(Aim of the exercise): Every line from the first record below down to the line that includes "positive clicks: (28, 15)" must be reproduced exactly; the pictures are not.

---------- Materials provided ----------

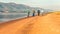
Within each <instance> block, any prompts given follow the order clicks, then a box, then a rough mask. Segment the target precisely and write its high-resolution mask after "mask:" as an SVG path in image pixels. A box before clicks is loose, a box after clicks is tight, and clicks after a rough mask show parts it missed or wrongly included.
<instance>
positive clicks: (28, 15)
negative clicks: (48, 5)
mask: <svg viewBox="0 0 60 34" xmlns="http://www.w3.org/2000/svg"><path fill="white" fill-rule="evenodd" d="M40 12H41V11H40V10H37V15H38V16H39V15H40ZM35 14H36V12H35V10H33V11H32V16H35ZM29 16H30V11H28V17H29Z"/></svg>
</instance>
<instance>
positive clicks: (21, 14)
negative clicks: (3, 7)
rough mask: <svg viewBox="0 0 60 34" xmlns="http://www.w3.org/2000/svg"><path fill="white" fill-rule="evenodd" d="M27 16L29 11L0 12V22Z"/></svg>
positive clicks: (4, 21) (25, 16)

----------

(Solution):
Within each <instance> block, any prompts given follow the order clicks, then a box, then a rough mask. Segment the target precisely and write its high-resolution mask after "mask:" as an SVG path in image pixels. A box before clicks is loose, a box after clicks is tight, and clicks after a rough mask show parts it missed or wrongly included.
<instance>
positive clicks: (28, 15)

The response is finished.